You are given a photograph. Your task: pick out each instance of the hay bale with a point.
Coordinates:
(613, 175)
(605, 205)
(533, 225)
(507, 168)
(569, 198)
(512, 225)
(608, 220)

* REQUIRED ACTION: Transcribe all records exactly as written.

* REPLY:
You are given a photograph. Your task: pick out each instance of the hay bale with a point.
Coordinates:
(613, 175)
(605, 205)
(533, 225)
(507, 168)
(569, 198)
(512, 225)
(608, 220)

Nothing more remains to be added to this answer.